▸ Extract provided
Having seen your SQL file I can understand why you want to move to RapidMiner!
If there are no disclosure problems (or the data can be annonimized), I think this is a good candidate for a Kaggle dataset (or competition if you have some funds).
Best regards,
Sebastian
Hi Sebastian,
I agree regarding competition(s), I think decent size mental health clinical dataset would benefit a lot of agencies that can't afford to hire the caliber of people that compete and yet would be fun/challenging for the competitors. I think we could find adequate prize money too.
Helping agencies dedicated to helping others is why I chose to work to join this org five years ago (a great decision on my part).
My guess is that I won't have an approved anonymized set until early next year, and even then I might only be allowed to share it with select people under an NDA - we'll see, not something we've done before. I'll definitely report back when I know more.
One think I could use this forum's help with is to 'design' a dataset that maximizes the opportunities for text mining projects. Would you be interested in collaborating on this stage? I can disclose a lot about our data without disclosing PHI data in order to optimize what we anonymize. For instance, I'm just starting to draft a protocol for a temp/intern to start reviewing and manually tagging a subset of our data. I could post that to this forum for feedback.
Thoughts?
...Steve
Hi,
Looks like an interesting project.
Sven
https://www.ncbi.nlm.nih.gov/pmc/articles/PMC2991497/

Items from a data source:

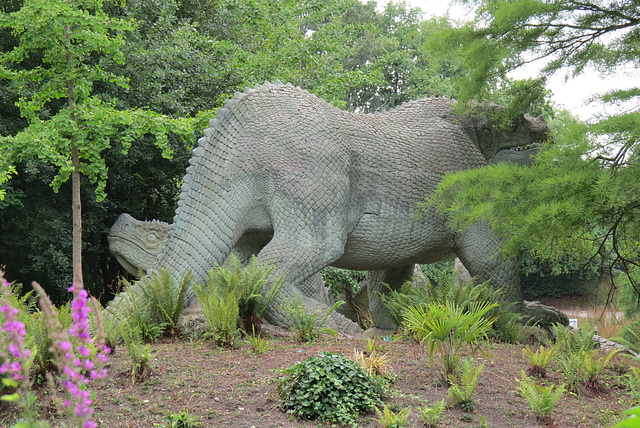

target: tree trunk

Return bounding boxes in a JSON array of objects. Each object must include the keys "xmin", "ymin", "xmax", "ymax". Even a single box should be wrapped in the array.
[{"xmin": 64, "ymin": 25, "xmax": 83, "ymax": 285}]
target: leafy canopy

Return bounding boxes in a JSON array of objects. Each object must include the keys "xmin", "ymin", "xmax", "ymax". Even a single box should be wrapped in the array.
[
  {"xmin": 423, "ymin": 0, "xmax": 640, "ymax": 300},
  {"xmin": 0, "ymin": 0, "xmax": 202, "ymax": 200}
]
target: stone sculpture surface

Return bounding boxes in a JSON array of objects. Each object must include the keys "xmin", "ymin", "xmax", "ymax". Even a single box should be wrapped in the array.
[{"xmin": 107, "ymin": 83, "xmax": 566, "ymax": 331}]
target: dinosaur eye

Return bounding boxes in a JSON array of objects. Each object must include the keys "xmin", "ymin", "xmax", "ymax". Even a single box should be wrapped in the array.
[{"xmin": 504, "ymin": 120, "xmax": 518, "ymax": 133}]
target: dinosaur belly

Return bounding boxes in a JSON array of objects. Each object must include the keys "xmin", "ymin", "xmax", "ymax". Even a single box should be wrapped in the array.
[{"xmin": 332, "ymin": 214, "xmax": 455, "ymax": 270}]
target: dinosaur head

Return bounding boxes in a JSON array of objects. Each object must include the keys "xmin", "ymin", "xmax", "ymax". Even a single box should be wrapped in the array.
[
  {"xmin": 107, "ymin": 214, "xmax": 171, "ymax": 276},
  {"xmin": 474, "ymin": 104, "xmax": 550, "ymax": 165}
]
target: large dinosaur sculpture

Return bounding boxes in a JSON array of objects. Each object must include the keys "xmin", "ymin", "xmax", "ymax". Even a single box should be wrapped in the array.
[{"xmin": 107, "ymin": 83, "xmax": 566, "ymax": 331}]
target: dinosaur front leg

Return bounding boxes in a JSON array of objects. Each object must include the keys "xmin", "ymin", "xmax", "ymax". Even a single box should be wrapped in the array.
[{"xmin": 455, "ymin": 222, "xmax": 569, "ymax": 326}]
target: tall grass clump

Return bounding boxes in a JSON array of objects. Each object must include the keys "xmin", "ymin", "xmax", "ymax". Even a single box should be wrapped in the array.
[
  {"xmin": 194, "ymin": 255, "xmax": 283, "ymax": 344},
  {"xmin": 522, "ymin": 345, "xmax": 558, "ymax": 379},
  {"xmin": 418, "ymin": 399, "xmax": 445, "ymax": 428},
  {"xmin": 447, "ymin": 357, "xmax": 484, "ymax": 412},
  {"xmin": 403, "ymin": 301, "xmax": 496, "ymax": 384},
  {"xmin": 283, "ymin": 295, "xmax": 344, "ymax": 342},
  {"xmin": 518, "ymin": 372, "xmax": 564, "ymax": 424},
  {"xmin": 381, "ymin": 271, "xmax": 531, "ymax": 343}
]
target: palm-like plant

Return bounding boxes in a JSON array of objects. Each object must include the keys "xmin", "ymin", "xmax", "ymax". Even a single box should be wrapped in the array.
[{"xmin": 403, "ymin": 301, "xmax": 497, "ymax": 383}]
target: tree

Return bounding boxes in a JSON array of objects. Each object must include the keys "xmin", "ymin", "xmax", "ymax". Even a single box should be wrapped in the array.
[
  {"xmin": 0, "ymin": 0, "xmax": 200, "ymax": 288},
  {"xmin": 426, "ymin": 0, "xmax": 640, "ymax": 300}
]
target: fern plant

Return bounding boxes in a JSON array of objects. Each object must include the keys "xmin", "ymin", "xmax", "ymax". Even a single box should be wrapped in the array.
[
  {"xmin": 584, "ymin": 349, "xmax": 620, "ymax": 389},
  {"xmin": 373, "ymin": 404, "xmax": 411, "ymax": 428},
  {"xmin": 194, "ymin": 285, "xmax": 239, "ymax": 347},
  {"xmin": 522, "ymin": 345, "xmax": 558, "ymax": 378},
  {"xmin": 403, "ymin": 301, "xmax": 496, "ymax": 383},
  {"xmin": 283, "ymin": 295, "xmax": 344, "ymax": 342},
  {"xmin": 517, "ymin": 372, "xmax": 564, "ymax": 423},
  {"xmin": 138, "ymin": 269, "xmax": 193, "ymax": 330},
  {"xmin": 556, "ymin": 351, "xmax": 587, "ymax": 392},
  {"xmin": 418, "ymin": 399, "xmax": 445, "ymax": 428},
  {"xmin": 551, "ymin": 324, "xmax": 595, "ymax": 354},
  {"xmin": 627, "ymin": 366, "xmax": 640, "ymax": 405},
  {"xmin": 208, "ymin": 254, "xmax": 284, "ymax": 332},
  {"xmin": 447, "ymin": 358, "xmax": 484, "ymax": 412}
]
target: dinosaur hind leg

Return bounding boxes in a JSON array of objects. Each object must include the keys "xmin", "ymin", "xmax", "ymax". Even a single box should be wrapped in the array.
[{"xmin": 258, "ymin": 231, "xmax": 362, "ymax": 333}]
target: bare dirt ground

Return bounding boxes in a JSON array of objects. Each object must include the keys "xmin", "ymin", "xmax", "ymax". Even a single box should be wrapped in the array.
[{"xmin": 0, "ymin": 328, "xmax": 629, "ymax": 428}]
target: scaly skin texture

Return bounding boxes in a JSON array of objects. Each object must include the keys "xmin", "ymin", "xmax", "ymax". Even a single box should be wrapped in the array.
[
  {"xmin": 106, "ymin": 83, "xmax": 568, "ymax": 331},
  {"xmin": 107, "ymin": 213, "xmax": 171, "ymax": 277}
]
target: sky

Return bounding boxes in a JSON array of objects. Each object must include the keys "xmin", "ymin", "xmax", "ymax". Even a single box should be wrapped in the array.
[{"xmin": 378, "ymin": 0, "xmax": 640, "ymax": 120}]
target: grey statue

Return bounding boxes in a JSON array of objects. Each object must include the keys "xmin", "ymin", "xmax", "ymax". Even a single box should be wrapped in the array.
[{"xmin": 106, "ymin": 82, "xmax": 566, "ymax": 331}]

▸ What you are asked to do
Transcribe the part of the forum thread on the mental health dataset that opens with the words containing "Having seen your" and closes with "have some funds).".

▸ Solution below
Having seen your SQL file I can understand why you want to move to RapidMiner!
If there are no disclosure problems (or the data can be annonimized), I think this is a good candidate for a Kaggle dataset (or competition if you have some funds).